◆ Extrait à lire ◆
Cinétographie Laban
La cinétographie Laban est un système de notation du mouvement des corps humains publié en 1928[1] par le danseur, chorégraphe et pédagogue hongrois Rudolf Laban (1879-1958).
C'est l'une des principales inventions de Rudolf Laban visant à doter la danse d'outils scientifiques. Il développera également la choreutique (harmonie du corps dans l'espace) et l'eukinétique (étude de la dynamique du mouvement), disciplines plus largement rassemblées aujourd'hui sous le nom de Laban Movement Analysis.
Depuis 1959, la cinétographie Laban est coordonnée au sein d’une organisation internationale à but non lucratif, l'International Council of Kinetography Laban (ICKL), qui assure la cohérence des usages à l’œuvre dans différents contextes, valide officiellement les principes grammaticaux du système et organise des échanges entre spécialistes.
Présentation générale
Les principaux contributeurs au développement de la cinétographie sont Albrecht Knust, en Allemagne, puis Ann Hutchinson Guest, en Angleterre et aux États-Unis. La notatrice hongroise Maria Szentpál et la notatrice anglaise Valerie Preston-Dunlop ont également grandement participé à son rayonnement.
À sa publication, ce système est appelé Kinetographie Laban. En 1930 est publiée la première traduction anglaise et française de Schrifttanz, intitulée La Danse écrite en français, et Script Dancing en anglais. Le système y est appelé « cinétographie Laban » en français, et « the Laban system of Kinetography » en anglais.
Plus tard, dans les pays anglophones, le nom de Labanotation se répand, sous l'influence d'Ann Hutchinson, grâce notamment à ses nombreuses publications[2] - [3].
L'impossibilité de communiquer entre spécialistes pendant la seconde guerre mondiale a conduit au développement de deux courants ayant chacun quelques règles spécifiques malgré des principes fondamentaux communs : le courant « Kin » (pour « Kinetography »), plutôt européen à l'origine, et le courant « Lab » (écrit aussi « LN », pour « Labanotation », dans de nombreuses publications), plutôt anglo-saxon. Des règles spécifiques ont aussi vu le jour en Hongrie, en raison de l'isolement du pays au cours de la guerre froide.

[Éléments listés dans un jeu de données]
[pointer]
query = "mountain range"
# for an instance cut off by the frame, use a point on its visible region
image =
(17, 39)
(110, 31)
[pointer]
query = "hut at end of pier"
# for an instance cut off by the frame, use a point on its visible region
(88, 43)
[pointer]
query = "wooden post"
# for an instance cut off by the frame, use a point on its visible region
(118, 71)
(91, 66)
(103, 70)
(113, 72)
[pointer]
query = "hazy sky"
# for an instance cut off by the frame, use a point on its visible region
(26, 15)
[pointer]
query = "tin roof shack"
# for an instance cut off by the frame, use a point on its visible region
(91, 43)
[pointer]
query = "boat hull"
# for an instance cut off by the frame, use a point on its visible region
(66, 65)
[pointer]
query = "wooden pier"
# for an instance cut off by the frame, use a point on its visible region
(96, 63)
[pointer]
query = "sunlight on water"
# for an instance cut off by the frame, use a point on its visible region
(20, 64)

...

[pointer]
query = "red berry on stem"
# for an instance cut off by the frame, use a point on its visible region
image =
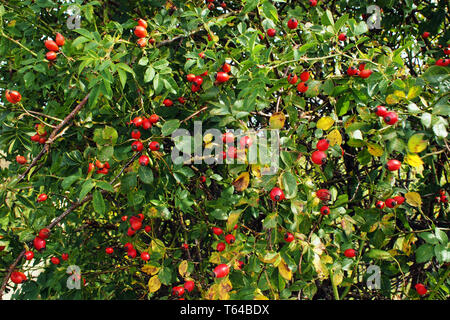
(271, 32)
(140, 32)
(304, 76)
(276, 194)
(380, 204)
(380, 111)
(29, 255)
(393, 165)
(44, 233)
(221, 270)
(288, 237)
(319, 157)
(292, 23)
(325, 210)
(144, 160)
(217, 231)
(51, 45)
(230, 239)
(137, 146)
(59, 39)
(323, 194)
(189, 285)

◆ Travail à réaliser ◆
- A) Reproduisez fidèlement le passage de l'extrait sur la cinétographie Laban qui va de « À sa publication, ce » jusqu'à « publications[2] - [3]. ».
- B) Répondez aux questions suivantes à partir de l'extrait sur la cinétographie Laban :
(i) En quelle année ce système de notation a-t-il été publié ?
(ii) Depuis quelle année est-il coordonné par l'International Council of Kinetography Laban ?
(iii) Quel nom se répand dans les pays anglophones sous l'influence d'Ann Hutchinson ?
- C) Résumez l'extrait sur la cinétographie Laban en deux phrases.

◆ Réponses complètes ◆
- A)
À sa publication, ce système est appelé Kinetographie Laban. En 1930 est publiée la première traduction anglaise et française de Schrifttanz, intitulée La Danse écrite en français, et Script Dancing en anglais. Le système y est appelé « cinétographie Laban » en français, et « the Laban system of Kinetography » en anglais.
Plus tard, dans les pays anglophones, le nom de Labanotation se répand, sous l'influence d'Ann Hutchinson, grâce notamment à ses nombreuses publications[2] - [3].

- B)
(i) En 1928.
(ii) Depuis 1959.
(iii) Labanotation.

- C) La cinétographie Laban est un système de notation du mouvement des corps humains publié en 1928 par Rudolf Laban et coordonné depuis 1959 par l'International Council of Kinetography Laban (ICKL). Développée notamment par Albrecht Knust et Ann Hutchinson Guest, elle est aussi appelée Labanotation dans les pays anglophones, et la seconde guerre mondiale a donné naissance à deux courants, « Kin » et « Lab », qui partagent des principes fondamentaux communs.